- **What you will do**:
Each line of the records containing "small" is to be copied out and returned.

- **Records to process**:
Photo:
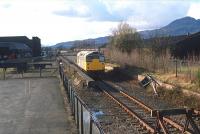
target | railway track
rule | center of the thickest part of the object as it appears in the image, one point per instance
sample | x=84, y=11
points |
x=143, y=118
x=141, y=113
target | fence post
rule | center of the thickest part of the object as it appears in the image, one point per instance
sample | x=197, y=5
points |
x=176, y=67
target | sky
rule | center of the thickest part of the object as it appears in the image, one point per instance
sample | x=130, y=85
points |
x=55, y=21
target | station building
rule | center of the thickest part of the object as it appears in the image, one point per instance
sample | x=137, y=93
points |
x=12, y=47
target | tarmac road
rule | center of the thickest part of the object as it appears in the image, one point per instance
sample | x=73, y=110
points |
x=33, y=106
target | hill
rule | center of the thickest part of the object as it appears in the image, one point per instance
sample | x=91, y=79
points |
x=178, y=27
x=181, y=26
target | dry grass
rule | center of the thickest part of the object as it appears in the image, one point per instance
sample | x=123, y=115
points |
x=162, y=66
x=177, y=98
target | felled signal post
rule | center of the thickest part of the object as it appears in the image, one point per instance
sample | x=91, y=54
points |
x=148, y=79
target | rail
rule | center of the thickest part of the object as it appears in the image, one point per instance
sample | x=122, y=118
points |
x=154, y=113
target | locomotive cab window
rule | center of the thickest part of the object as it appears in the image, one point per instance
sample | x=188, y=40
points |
x=89, y=58
x=101, y=58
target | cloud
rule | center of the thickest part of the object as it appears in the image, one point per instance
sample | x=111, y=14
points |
x=62, y=20
x=194, y=10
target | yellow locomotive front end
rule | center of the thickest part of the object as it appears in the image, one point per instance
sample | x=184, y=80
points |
x=91, y=61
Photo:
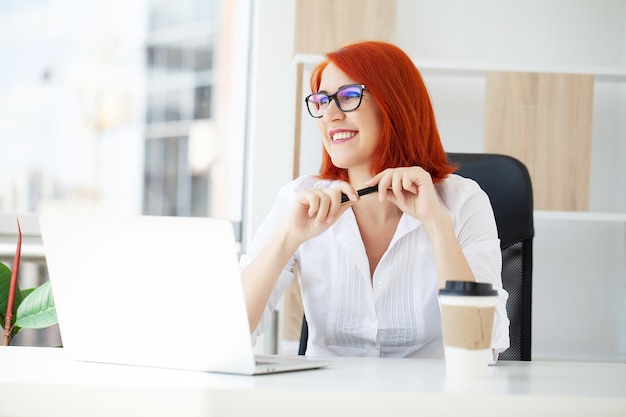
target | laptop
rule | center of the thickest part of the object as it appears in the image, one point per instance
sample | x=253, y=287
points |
x=153, y=291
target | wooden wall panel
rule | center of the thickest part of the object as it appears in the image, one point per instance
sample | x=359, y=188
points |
x=325, y=25
x=545, y=121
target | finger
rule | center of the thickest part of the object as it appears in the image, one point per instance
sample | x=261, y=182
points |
x=408, y=184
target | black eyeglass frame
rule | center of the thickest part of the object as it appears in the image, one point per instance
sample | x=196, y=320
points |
x=332, y=97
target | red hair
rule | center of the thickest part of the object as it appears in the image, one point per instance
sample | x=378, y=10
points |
x=409, y=132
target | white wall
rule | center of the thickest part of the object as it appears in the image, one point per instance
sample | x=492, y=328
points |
x=271, y=122
x=466, y=38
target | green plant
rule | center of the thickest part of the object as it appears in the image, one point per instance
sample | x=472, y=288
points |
x=31, y=308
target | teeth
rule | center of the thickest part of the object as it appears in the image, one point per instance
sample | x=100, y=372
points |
x=343, y=135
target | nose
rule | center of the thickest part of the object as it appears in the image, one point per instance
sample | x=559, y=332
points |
x=333, y=112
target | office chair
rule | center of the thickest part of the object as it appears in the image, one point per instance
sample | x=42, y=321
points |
x=507, y=183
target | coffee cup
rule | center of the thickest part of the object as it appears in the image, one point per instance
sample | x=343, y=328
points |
x=467, y=316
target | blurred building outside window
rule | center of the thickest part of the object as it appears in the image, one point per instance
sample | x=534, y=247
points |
x=110, y=106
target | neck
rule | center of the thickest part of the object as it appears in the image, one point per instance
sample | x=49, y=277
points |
x=374, y=211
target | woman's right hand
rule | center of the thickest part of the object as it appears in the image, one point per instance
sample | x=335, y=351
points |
x=316, y=209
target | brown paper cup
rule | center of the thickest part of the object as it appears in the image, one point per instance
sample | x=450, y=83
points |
x=467, y=328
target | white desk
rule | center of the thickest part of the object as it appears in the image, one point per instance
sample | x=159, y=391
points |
x=42, y=382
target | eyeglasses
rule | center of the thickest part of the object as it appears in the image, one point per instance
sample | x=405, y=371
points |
x=348, y=98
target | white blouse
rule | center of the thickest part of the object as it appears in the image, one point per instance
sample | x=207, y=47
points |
x=396, y=313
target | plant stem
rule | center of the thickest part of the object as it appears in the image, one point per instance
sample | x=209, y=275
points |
x=8, y=320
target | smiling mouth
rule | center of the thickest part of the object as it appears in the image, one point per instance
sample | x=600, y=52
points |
x=340, y=136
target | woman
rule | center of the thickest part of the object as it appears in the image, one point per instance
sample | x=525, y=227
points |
x=370, y=268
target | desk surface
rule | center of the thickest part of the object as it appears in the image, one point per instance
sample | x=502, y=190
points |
x=43, y=382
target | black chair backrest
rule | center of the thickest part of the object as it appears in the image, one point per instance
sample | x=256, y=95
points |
x=507, y=183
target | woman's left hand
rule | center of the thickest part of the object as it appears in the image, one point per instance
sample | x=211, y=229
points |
x=411, y=189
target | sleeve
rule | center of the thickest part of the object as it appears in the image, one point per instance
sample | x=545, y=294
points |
x=478, y=236
x=278, y=212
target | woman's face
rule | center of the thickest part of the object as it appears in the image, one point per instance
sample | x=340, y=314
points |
x=349, y=138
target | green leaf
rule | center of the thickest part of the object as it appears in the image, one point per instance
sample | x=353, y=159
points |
x=5, y=283
x=37, y=310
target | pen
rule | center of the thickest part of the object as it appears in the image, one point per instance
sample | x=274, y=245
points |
x=361, y=192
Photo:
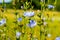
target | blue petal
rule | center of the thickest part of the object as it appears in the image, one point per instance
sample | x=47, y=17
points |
x=28, y=14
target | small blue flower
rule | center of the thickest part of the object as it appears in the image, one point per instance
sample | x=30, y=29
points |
x=2, y=22
x=57, y=38
x=28, y=14
x=18, y=34
x=19, y=19
x=50, y=6
x=32, y=23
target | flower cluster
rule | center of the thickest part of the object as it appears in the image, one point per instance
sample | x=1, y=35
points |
x=32, y=23
x=57, y=38
x=18, y=34
x=28, y=14
x=19, y=19
x=3, y=21
x=50, y=6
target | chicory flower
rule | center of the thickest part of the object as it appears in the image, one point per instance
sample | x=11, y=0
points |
x=19, y=19
x=28, y=14
x=32, y=23
x=18, y=34
x=50, y=6
x=57, y=38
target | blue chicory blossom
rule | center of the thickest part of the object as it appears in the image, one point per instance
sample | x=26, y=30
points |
x=28, y=14
x=32, y=23
x=19, y=19
x=50, y=6
x=18, y=34
x=57, y=38
x=3, y=21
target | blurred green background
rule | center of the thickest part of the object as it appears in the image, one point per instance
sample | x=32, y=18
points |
x=36, y=3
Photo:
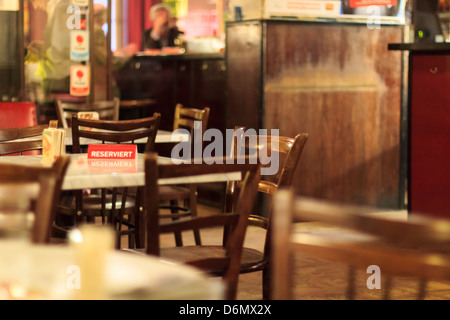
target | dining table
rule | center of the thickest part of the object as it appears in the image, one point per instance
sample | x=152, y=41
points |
x=84, y=173
x=128, y=276
x=48, y=272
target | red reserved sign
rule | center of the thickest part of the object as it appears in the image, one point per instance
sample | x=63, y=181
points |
x=112, y=151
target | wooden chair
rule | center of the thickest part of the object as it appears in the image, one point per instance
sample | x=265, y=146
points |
x=288, y=150
x=116, y=203
x=107, y=110
x=50, y=181
x=184, y=118
x=17, y=114
x=11, y=140
x=416, y=247
x=217, y=260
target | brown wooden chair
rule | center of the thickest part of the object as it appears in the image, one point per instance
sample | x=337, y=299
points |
x=184, y=119
x=107, y=110
x=288, y=152
x=50, y=181
x=217, y=260
x=115, y=204
x=415, y=247
x=21, y=140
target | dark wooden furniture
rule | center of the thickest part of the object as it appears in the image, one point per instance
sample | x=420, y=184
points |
x=44, y=205
x=116, y=206
x=336, y=81
x=17, y=114
x=428, y=126
x=10, y=142
x=288, y=151
x=185, y=119
x=194, y=80
x=107, y=110
x=217, y=260
x=382, y=248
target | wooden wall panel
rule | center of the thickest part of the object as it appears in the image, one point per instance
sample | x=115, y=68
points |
x=340, y=84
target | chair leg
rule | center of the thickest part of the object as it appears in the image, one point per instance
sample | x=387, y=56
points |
x=177, y=235
x=192, y=205
x=266, y=283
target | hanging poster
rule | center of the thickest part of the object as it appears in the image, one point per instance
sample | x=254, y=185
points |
x=79, y=45
x=372, y=12
x=80, y=3
x=9, y=5
x=79, y=80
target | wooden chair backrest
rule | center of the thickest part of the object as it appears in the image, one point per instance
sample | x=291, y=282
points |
x=288, y=150
x=122, y=131
x=50, y=181
x=237, y=221
x=185, y=118
x=400, y=248
x=11, y=143
x=17, y=114
x=107, y=110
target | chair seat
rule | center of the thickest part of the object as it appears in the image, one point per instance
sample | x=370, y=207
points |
x=252, y=259
x=92, y=204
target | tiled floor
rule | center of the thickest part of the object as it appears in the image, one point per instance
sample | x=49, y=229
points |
x=317, y=279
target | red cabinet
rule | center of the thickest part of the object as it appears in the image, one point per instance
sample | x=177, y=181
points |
x=429, y=133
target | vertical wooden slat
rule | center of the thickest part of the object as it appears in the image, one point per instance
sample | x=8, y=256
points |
x=91, y=50
x=21, y=29
x=109, y=55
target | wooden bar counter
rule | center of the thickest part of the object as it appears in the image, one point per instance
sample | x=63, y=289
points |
x=195, y=80
x=336, y=81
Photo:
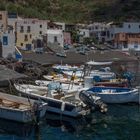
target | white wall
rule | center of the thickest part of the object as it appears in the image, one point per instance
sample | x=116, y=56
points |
x=84, y=32
x=127, y=27
x=51, y=34
x=9, y=48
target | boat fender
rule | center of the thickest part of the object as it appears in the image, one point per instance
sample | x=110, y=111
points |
x=93, y=103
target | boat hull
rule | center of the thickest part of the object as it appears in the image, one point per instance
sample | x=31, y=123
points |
x=120, y=97
x=20, y=114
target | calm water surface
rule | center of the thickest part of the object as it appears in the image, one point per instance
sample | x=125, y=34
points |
x=122, y=122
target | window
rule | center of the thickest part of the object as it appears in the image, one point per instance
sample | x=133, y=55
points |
x=5, y=40
x=55, y=38
x=0, y=17
x=135, y=44
x=21, y=29
x=96, y=27
x=25, y=38
x=28, y=29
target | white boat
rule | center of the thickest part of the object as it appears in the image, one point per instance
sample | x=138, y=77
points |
x=58, y=102
x=101, y=74
x=57, y=85
x=66, y=67
x=116, y=94
x=61, y=78
x=21, y=109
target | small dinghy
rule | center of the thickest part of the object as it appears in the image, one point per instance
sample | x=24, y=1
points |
x=21, y=109
x=61, y=102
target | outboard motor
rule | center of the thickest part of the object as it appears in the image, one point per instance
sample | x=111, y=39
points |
x=93, y=102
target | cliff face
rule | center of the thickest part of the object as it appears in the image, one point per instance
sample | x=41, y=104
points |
x=75, y=10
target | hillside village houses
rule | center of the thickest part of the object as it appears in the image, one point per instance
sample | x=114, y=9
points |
x=27, y=30
x=124, y=36
x=7, y=37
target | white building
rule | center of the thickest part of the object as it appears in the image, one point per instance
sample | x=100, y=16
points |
x=97, y=29
x=126, y=27
x=8, y=44
x=29, y=29
x=55, y=36
x=84, y=33
x=61, y=25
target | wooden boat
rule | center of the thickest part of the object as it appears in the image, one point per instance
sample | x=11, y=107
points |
x=116, y=94
x=58, y=101
x=21, y=109
x=113, y=83
x=57, y=85
x=63, y=79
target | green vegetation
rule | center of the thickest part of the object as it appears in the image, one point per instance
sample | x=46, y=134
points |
x=75, y=10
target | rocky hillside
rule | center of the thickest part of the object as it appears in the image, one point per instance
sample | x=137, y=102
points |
x=75, y=10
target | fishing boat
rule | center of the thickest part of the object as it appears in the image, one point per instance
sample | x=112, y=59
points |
x=63, y=79
x=60, y=102
x=21, y=109
x=66, y=67
x=113, y=83
x=89, y=70
x=56, y=85
x=115, y=94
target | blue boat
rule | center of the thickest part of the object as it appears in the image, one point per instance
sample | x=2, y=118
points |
x=116, y=94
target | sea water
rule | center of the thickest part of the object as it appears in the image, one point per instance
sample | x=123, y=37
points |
x=121, y=122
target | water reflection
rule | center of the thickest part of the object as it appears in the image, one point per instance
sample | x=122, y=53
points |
x=120, y=122
x=67, y=124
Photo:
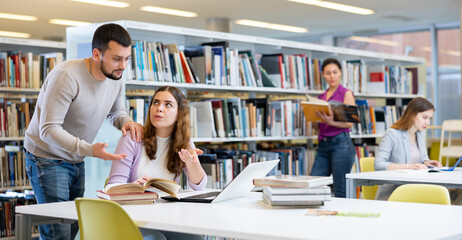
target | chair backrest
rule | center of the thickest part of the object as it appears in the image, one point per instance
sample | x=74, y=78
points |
x=367, y=165
x=103, y=219
x=421, y=193
x=450, y=126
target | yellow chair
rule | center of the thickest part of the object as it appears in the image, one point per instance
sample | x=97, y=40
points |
x=421, y=193
x=367, y=165
x=103, y=219
x=450, y=126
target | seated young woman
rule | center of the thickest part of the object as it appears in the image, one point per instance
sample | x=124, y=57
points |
x=403, y=145
x=165, y=152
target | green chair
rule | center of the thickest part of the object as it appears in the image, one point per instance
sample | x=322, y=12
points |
x=421, y=193
x=367, y=165
x=103, y=219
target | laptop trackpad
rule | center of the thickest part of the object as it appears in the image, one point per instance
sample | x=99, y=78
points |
x=202, y=197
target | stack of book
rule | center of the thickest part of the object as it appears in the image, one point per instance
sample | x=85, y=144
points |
x=135, y=193
x=288, y=190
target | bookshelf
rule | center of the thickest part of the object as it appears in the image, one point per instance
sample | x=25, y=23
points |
x=79, y=40
x=16, y=95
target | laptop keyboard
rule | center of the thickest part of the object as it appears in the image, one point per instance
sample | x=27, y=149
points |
x=204, y=195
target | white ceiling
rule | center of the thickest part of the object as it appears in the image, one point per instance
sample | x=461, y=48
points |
x=319, y=21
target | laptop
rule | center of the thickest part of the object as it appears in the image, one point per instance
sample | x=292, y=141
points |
x=446, y=169
x=238, y=187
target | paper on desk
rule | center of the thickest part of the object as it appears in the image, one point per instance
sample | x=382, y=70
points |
x=319, y=212
x=412, y=171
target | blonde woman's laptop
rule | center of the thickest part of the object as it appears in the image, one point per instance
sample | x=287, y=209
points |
x=239, y=187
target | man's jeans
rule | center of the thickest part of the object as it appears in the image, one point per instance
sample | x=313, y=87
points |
x=55, y=181
x=335, y=156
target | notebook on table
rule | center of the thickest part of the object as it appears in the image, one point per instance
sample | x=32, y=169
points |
x=239, y=187
x=435, y=169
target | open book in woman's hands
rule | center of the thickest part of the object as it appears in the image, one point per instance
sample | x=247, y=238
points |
x=168, y=186
x=342, y=112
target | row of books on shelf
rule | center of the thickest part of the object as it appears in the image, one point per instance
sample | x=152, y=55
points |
x=236, y=117
x=8, y=203
x=375, y=119
x=215, y=63
x=259, y=117
x=25, y=69
x=13, y=167
x=363, y=151
x=379, y=79
x=15, y=116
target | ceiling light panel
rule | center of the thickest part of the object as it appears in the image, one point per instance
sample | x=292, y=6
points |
x=336, y=6
x=68, y=22
x=273, y=26
x=105, y=3
x=168, y=11
x=14, y=34
x=18, y=17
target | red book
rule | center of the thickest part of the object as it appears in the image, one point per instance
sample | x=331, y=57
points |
x=377, y=77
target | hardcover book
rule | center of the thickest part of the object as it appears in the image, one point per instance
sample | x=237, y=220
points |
x=342, y=112
x=127, y=196
x=293, y=181
x=168, y=186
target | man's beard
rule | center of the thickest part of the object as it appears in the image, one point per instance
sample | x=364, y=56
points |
x=109, y=75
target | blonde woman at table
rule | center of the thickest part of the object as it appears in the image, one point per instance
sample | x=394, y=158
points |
x=403, y=145
x=165, y=152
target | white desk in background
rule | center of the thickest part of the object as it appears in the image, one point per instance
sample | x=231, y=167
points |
x=447, y=179
x=244, y=218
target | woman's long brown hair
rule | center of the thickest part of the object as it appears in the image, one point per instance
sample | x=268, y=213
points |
x=181, y=134
x=415, y=106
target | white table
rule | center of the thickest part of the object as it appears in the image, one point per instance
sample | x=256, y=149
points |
x=447, y=179
x=243, y=218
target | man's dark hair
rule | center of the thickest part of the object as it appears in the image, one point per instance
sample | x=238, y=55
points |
x=110, y=32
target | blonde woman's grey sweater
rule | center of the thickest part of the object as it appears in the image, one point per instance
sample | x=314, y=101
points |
x=395, y=147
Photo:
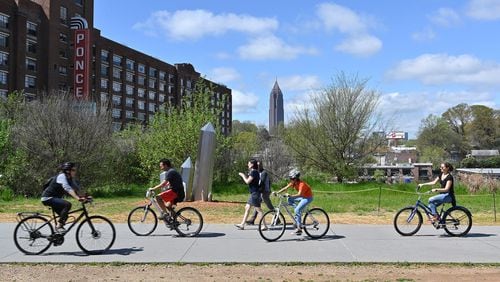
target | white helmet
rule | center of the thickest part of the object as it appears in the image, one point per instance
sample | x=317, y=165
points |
x=294, y=174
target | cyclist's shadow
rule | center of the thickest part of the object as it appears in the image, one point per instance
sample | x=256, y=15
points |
x=121, y=251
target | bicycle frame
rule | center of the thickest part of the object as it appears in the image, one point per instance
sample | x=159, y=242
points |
x=54, y=217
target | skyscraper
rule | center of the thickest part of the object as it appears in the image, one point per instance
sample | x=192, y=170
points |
x=276, y=115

- **Solution below**:
target | small blue flower
target | small dinghy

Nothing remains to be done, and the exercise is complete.